• [WHAT TO DO] Exact repetition of a range: find the line containing "drop a point: the dog's chest" and the line containing "Place a dot on every instance of the cinnamon" in the material below, then repeat both and all lines between them, leaving pictures out.

• [DATA FOR THIS TASK]
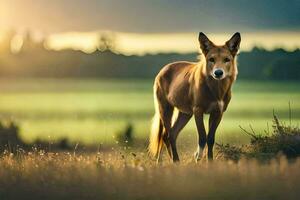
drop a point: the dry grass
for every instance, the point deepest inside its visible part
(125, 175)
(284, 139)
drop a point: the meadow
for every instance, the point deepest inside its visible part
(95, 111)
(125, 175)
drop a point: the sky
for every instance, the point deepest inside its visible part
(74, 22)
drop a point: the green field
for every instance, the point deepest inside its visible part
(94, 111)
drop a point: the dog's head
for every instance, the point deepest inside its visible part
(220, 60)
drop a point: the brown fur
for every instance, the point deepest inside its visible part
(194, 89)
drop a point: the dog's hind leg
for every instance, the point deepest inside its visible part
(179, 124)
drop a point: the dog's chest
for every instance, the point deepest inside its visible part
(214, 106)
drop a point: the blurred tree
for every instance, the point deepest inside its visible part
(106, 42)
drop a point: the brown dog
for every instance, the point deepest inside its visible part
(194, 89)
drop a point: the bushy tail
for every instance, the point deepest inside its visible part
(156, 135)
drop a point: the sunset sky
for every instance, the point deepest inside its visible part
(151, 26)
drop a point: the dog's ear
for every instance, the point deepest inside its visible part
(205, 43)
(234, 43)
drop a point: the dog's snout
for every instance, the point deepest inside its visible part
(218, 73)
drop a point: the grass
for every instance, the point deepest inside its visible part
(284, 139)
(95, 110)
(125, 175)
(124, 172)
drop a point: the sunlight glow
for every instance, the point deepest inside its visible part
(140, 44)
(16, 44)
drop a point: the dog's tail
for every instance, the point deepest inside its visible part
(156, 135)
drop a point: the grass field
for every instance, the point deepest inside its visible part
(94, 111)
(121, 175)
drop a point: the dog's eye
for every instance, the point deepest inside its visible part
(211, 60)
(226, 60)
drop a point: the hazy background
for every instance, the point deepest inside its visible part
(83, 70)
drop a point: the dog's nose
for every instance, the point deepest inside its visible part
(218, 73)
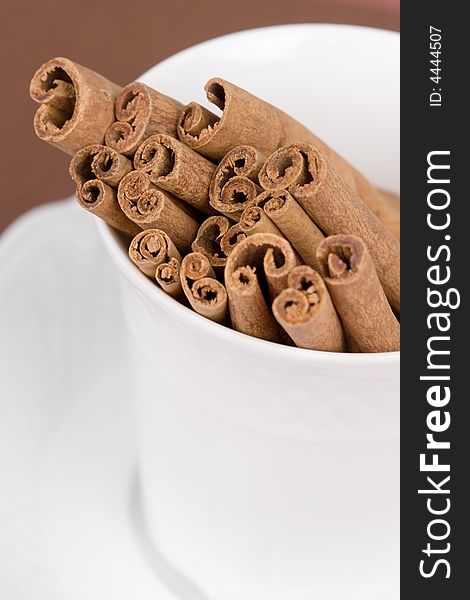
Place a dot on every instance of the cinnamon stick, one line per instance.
...
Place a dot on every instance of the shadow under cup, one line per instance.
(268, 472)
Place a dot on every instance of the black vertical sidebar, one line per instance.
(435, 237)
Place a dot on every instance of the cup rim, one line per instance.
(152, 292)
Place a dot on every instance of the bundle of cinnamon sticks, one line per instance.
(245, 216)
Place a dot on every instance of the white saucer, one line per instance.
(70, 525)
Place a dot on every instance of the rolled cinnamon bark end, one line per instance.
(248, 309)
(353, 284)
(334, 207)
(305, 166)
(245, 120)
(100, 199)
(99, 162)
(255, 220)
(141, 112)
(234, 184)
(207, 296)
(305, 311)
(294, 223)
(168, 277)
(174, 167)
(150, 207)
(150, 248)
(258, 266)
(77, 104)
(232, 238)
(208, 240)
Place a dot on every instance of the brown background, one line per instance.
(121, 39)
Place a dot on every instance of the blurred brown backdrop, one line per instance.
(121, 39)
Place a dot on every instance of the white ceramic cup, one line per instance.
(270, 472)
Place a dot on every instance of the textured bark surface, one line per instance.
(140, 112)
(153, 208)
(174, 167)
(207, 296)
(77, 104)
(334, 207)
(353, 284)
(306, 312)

• [SOLUTION]
drop a point: the dog's chest
for every instance, the point deepest inside its visible part
(214, 106)
drop a point: the blurred tree
for every instance, the point deepest inside its visible part
(106, 42)
drop a point: the brown dog
for every instance, the point deepest inside its visible part
(194, 89)
drop a point: the bushy tail
for every instance, the point deepest inside its visible part
(156, 135)
drop a point: the sunset sky
for every instance, the point deepest inside its visible part
(151, 26)
drop a point: the dog's ear
for every instance, the point deepest inside its visible part
(205, 43)
(234, 43)
drop a point: the dog's snout
for every instance, the point deepest inside its visible part
(218, 73)
drop a point: the grass
for every instance, the point deepest inside its visible part
(284, 139)
(95, 110)
(125, 175)
(124, 172)
drop a point: the sunlight glow
for every instance, the point deepest inside its visible part
(140, 44)
(16, 44)
drop a point: the dog's tail
for every instance, the point deepest inside its visible part
(156, 135)
drop a point: the grass field
for every instance, the point deepest inside its visible part
(94, 111)
(121, 175)
drop a point: the dog's eye
for every instance, the point deepest inside its visible part
(211, 60)
(226, 60)
drop a point: the hazy background
for every instance, the point deepest inside its visible part
(83, 70)
drop a point: the dog's nose
for every instance, the point deepest inside its visible part
(218, 73)
Place a dot on every instance of the cinnamon stick, one line per instance.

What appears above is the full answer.